[Document excerpt]
Evangelicals say that homosexual relationships will never bring satisfaction because, at the core, they involve rebellion against God. Writing in a Crosswalk.com commentary last October, R. Albert Mohler Jr. of Southern Baptist Theological Seminary said that marriage is the "culminating picture of creation’s goodness."
"Because of that void [the homosexual] is trying to fill it the wrong way and the only way he knows to fill it is through sexual encounters," Wilkins said. "But after the sexual encounter is over, the emptiness is even larger.
"The sexual relationships simply exacerbate the very problem that [the] male homosexual is trying to alleviate."
With the debate over same-sex "marriage" intensifying, The New York Times ran a story in August showing that homosexuals in Canada are not rushing to tie the knot. The debate "pits those who celebrate a separate and flamboyant way of life as part of a counterculture against those who long for acceptance into the mainstream," the story read.
The story followed two men in their 40s, David Andrew and David Warren, who have lived together for seven years.
Although the men promise to protect one another, the story says "they stop short of monogamy, which is something Mr. Andrew also says he does not believe in."
"The gay community is going to tell you that the reason that their relationships have problems is because society has not yet condoned them and doesn't give them the privileges that heterosexuals have," Haley said.
"[But] when we look at areas like San Francisco or the Netherlands, which are very gay affirmative areas, those numbers are even higher."
The rate of infidelity among homosexuals counters that of heterosexuals. A survey published in the book "Sex in America" found that 90 percent of wives and 75 percent of husbands claimed never to have committed adultery.
The level of promiscuity has been harmful to both the health and the mortality rate of homosexual men.
A 1997 article published in the International Journal of Epidemiology found that in one Canadian urban area, the expected life span for a homosexual man at age 20 was 8 to 20 years less than that for all men.

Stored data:
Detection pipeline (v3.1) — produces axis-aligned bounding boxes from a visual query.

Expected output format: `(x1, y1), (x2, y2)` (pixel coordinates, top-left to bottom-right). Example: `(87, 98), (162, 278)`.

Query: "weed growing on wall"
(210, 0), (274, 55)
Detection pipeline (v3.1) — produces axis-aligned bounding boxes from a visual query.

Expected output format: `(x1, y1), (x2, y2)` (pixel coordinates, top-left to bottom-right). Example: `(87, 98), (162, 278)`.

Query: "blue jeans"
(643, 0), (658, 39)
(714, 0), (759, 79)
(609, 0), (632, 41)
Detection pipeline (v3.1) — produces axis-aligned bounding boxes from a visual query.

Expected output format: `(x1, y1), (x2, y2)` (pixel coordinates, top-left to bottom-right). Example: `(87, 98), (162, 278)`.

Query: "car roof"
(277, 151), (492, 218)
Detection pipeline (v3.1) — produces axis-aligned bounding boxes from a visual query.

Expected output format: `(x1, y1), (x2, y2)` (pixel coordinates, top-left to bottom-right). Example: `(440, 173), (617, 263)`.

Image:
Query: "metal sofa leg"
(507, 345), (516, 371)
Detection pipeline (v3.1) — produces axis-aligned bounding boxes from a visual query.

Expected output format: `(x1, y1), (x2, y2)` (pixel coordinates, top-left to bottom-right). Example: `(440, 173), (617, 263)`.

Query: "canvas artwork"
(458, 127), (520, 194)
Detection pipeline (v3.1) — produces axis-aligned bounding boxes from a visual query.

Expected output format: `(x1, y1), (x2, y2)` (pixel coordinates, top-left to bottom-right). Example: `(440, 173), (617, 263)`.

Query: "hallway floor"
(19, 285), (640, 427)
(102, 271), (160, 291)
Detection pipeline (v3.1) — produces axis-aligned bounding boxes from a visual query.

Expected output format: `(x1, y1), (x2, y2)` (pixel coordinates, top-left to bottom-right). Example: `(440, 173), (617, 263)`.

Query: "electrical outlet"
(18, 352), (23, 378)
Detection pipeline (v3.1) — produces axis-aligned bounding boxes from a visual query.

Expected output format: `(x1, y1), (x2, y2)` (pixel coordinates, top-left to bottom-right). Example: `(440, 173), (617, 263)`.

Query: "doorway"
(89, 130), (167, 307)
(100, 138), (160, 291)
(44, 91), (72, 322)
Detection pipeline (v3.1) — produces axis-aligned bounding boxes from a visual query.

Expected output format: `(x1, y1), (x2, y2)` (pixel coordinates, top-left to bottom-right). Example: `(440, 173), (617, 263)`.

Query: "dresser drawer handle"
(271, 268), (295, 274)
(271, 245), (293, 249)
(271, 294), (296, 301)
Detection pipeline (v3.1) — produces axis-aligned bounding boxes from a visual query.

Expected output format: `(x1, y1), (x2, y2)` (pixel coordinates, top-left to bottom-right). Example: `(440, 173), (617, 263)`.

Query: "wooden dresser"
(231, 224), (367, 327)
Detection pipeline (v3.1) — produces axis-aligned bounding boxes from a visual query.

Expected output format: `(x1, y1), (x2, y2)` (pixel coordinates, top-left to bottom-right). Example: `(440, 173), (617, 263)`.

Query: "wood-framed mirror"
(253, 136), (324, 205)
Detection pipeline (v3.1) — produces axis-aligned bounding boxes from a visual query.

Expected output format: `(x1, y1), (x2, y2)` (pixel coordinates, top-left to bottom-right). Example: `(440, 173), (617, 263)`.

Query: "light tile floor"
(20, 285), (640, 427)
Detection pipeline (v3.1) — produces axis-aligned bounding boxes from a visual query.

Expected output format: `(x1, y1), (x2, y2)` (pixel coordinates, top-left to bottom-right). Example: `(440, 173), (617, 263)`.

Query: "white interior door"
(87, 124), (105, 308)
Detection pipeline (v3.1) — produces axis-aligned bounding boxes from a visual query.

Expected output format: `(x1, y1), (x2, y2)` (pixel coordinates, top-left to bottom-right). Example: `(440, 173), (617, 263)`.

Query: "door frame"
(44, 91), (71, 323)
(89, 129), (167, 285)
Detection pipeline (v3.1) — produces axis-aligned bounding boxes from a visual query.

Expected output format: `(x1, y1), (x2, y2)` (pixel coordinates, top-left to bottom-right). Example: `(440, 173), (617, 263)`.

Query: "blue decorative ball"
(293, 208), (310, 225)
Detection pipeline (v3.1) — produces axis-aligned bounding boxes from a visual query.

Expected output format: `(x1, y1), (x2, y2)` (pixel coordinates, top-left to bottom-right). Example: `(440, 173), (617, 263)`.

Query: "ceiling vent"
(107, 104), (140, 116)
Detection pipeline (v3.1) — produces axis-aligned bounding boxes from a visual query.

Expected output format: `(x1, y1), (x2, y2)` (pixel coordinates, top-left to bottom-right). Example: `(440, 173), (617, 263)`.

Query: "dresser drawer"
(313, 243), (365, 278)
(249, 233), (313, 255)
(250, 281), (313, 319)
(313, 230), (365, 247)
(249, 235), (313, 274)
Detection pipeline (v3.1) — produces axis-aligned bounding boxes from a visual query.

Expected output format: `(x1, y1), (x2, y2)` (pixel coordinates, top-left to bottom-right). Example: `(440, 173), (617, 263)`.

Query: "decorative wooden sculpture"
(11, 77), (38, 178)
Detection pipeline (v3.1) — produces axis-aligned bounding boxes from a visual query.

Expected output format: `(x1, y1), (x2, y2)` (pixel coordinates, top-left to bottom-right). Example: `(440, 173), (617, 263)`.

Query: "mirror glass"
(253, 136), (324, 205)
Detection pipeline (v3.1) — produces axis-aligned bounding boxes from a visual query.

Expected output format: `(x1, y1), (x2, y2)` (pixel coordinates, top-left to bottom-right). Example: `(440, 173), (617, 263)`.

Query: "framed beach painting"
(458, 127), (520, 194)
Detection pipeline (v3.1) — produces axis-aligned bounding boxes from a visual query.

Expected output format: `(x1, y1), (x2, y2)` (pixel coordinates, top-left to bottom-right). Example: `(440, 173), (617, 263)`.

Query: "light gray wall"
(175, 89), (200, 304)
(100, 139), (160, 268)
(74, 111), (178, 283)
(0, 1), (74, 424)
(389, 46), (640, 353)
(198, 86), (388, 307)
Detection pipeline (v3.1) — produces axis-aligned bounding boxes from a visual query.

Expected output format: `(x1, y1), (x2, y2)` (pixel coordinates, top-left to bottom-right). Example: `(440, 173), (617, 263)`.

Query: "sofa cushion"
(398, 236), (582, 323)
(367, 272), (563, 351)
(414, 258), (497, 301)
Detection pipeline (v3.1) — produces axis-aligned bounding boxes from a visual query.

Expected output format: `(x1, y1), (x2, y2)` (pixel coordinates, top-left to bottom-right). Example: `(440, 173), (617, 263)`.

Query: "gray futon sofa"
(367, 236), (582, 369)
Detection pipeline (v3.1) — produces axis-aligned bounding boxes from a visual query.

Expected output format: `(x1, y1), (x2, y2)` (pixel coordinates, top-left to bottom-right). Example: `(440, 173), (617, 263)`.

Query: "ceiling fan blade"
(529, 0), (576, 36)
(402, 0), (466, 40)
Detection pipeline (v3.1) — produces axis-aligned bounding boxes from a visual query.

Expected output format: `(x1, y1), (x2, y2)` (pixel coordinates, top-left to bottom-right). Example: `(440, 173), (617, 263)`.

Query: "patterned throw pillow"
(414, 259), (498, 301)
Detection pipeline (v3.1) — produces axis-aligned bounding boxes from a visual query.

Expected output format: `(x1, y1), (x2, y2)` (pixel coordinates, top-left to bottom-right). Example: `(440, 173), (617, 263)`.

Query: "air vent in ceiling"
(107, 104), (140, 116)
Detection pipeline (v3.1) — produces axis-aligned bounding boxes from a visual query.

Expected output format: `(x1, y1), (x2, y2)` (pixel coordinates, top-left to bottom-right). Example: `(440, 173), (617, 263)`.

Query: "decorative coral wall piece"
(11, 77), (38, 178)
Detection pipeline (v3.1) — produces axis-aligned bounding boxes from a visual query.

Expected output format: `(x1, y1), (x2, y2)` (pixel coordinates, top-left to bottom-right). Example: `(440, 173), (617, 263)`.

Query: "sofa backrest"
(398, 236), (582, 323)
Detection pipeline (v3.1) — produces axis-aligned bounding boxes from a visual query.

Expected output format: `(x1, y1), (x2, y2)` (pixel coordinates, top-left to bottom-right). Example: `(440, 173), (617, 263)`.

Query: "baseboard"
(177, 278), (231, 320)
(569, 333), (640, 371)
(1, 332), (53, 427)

[Work instructions] Resume the excerpt on homosexual relationships after its last sentence. The lines are separate material and have no connection to the text.

[Response box]
And the problem of STDs is not improving. The Centers for Disease Control reported last year that new cases of HIV among homosexual men rose for the third straight year. Homosexual men accounted for 42 percent of new HIV cases in 2000 and 60 percent of all cases among all men -- despite the fact that homosexual men make up no more than 1 to 3 percent of the population. Among all new cases heterosexuals accounted for 33 percent, injection drug users 25 percent.
In addition, homosexual men account for two-thirds of new syphilis cases, the CDC reported this year.
"Even the most promiscuous heterosexual male will not be [involved in] even close to the amount of promiscuity male homosexuals will be involved in," Wilkins said. "The reason is that the male homosexual has a void in his heart and life. ... Part of that void is the need for a sense of masculinity as to how God has created him.
"Because of that void he is trying to fill it the wrong way and the only way he knows to fill it is through sexual encounters. But after the sexual encounter is over, the emptiness is even larger."
"You have individuals attempting to meet an emotional need through a sexual relationship," he said. "And so when they get together and it's so sexually fueled and they're looking to have their needs met through the sexual encounter, you're left empty handed. There's not a cognitive realization of that -- they just think that the relationships break up and go on.
"Those of us that come out of homosexuality -- that's one of the first things we realize. These relationships that I'm having in these anonymous sexual encounters, they're never going to end up meeting the emotional need that I'm looking for."